◆ **Task goal**
Retype all of the records below word for word, but leave out the pictures.

>> start

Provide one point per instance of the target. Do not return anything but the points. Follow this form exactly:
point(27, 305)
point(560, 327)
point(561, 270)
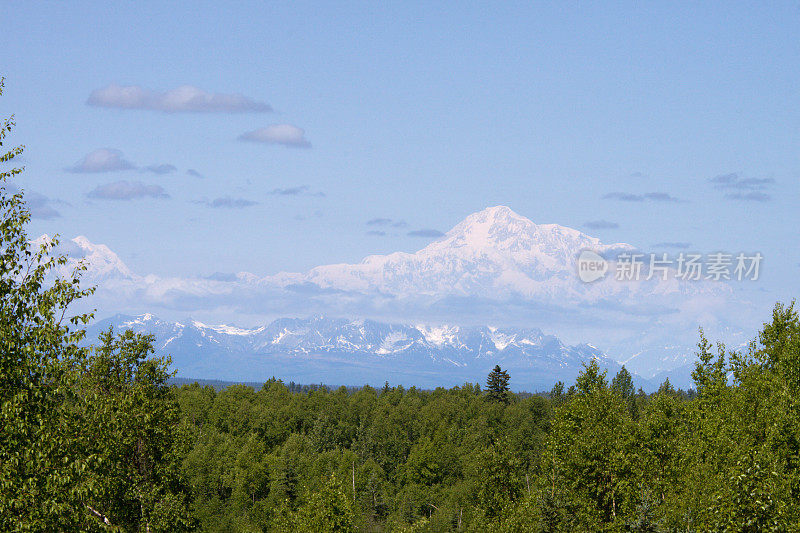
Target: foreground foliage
point(598, 457)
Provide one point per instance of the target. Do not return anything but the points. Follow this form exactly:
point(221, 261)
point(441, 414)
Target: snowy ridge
point(439, 354)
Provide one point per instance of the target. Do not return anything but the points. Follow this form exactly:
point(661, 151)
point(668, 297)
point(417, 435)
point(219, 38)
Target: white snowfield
point(496, 264)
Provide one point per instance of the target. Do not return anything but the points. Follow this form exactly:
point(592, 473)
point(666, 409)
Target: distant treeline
point(592, 457)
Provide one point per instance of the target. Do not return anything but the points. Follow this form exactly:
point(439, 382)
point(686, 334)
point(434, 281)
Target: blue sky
point(570, 113)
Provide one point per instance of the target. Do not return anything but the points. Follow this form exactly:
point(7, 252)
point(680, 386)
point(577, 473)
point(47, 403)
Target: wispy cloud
point(163, 168)
point(40, 206)
point(600, 224)
point(735, 181)
point(749, 189)
point(300, 190)
point(127, 190)
point(183, 99)
point(102, 160)
point(752, 196)
point(386, 222)
point(675, 245)
point(426, 232)
point(651, 196)
point(227, 202)
point(283, 134)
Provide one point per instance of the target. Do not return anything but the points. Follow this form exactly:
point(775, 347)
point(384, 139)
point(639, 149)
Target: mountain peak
point(502, 229)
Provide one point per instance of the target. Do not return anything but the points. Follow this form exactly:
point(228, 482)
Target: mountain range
point(339, 351)
point(494, 267)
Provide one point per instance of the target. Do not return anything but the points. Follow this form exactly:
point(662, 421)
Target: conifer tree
point(497, 386)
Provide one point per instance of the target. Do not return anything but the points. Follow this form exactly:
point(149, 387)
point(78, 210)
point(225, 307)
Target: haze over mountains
point(339, 351)
point(495, 267)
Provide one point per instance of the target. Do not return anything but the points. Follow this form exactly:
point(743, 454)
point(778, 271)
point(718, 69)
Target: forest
point(99, 439)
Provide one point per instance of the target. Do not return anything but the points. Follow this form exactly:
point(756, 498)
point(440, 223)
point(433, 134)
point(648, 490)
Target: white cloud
point(126, 190)
point(185, 98)
point(102, 160)
point(284, 134)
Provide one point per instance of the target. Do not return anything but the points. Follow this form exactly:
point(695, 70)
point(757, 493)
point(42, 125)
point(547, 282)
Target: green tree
point(40, 468)
point(623, 384)
point(132, 427)
point(497, 386)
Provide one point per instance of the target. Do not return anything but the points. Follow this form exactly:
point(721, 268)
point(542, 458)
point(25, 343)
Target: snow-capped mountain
point(495, 266)
point(493, 253)
point(342, 351)
point(102, 264)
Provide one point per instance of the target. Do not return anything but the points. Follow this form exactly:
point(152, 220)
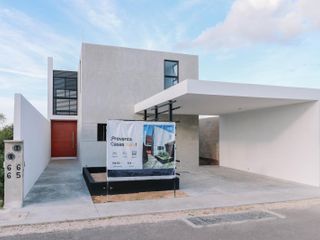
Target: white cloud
point(26, 43)
point(261, 21)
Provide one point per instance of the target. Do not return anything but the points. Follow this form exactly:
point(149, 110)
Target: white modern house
point(267, 130)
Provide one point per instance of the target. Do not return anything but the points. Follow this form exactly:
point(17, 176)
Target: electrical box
point(13, 177)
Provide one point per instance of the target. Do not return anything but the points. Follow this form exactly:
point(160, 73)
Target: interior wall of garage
point(281, 142)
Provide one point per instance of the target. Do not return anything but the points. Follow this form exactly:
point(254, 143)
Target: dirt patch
point(99, 177)
point(138, 196)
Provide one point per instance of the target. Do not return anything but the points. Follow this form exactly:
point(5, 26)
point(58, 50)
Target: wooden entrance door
point(63, 138)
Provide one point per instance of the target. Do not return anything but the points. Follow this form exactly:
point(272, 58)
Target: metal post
point(145, 117)
point(107, 187)
point(156, 115)
point(174, 187)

>> end

◆ **Solved exercise**
Provide one point per instance of the target. Do not return anything but the points. Follow this form exactly:
point(27, 305)
point(560, 327)
point(561, 270)
Target: foreground foliage
point(598, 457)
Provide one point per instance of the target. Do not return anything but the points. Follow this form exactly:
point(221, 261)
point(441, 414)
Target: snowy ridge
point(439, 354)
Provide one point per instance of the target. Do not return anything but the points. Follow this form exactly:
point(661, 151)
point(668, 297)
point(417, 435)
point(219, 38)
Target: white snowfield
point(496, 264)
Provide one point per instance of the target. Do not return anything but the points. Follow this form exactly:
point(592, 473)
point(666, 409)
Target: distant treeline
point(592, 457)
Provide one point per instance of the target. Do not return anything but the points. Follow this form exactly:
point(439, 382)
point(686, 334)
point(434, 281)
Target: blue sky
point(570, 113)
Provide one point per instance of the target. Do not return anything but the points. Follow this form exactly:
point(7, 252)
point(680, 386)
point(577, 473)
point(47, 403)
Target: wispy cloud
point(163, 168)
point(40, 206)
point(600, 224)
point(735, 181)
point(749, 189)
point(300, 190)
point(127, 190)
point(183, 99)
point(102, 160)
point(752, 196)
point(386, 222)
point(675, 245)
point(426, 232)
point(651, 196)
point(227, 202)
point(283, 134)
Provide one point per instance of the target. Do not return anything but the points. Follow this form exactly:
point(775, 347)
point(384, 139)
point(639, 149)
Target: mountain peak
point(502, 229)
Provide one point per instance of the target. Do not return anything but the points. Follow this form exactly:
point(228, 482)
Target: mountain range
point(339, 351)
point(494, 267)
Provide one point per instance of the target. Do not return anything but the points. Follow this form exactly:
point(662, 421)
Target: conifer tree
point(497, 386)
Provide one point per instance of the target. Do not return anything but the points. Follow this form exactly:
point(149, 387)
point(78, 210)
point(225, 307)
Target: haze over mountains
point(339, 351)
point(495, 267)
Provide one point per instance of the target. Do not return anything but the points. Follow this form exactly:
point(743, 454)
point(778, 271)
point(718, 69)
Target: forest
point(99, 439)
Provide one point per instance of the target. Do not return anything but the points. Follow this form exactly:
point(756, 498)
point(440, 223)
point(433, 134)
point(648, 490)
Target: white cloud
point(126, 190)
point(185, 98)
point(102, 160)
point(284, 134)
Provide one point per instance of the target. Do not return anything but the points. Follow this form exactly:
point(695, 70)
point(757, 493)
point(42, 125)
point(547, 282)
Target: green tree
point(40, 468)
point(623, 384)
point(132, 427)
point(497, 386)
Provide one point per instance of the target. Do not return anything but the points. Follow this form exactly:
point(721, 268)
point(542, 458)
point(25, 343)
Target: snow-capped mountain
point(495, 266)
point(493, 253)
point(342, 351)
point(102, 264)
Provide one point per instance of the target. Do not return anything but the points. Follow this form exactly:
point(152, 220)
Target: white cloud
point(26, 43)
point(261, 21)
Provide one point per instance of the target. Do not return anything but the points. Follow this form exactly:
point(149, 110)
Target: white modern house
point(267, 130)
Provide one point per instance of the target. Do not return anything but the points. Follow this form exactly:
point(17, 176)
Target: electrical box
point(13, 177)
Provide one point per instance of the target. Do not return anything but the points. Follow this form exactly:
point(160, 73)
Target: interior wall of garage
point(281, 142)
Provide one point per instance of the target. Do not return anything but the points. Follow this form exactly:
point(254, 143)
Target: dirt patch
point(99, 177)
point(138, 196)
Provide one point per instance of the target. Do not return anything but the points. Follow this form exactly:
point(5, 26)
point(58, 50)
Target: wooden entrance door
point(63, 138)
Provide one point per instance of the target. Do not return anything but the points. Follow this form exactly:
point(272, 58)
Target: metal post
point(145, 117)
point(107, 187)
point(156, 115)
point(174, 187)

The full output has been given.